• _Set exercise_: Copy the data word for word, beginning at the line that contains "Where can the orange" and continuing through the end of the data.

• _Object point labels_:
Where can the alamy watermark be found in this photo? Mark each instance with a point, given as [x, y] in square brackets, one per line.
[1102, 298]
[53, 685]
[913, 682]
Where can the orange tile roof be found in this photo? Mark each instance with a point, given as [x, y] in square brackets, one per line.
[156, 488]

• _Reply to the task_:
Where can the orange tile roof be found in this photo? Mark each instance with a point, given as [x, y] in square brackets, one per line.
[156, 488]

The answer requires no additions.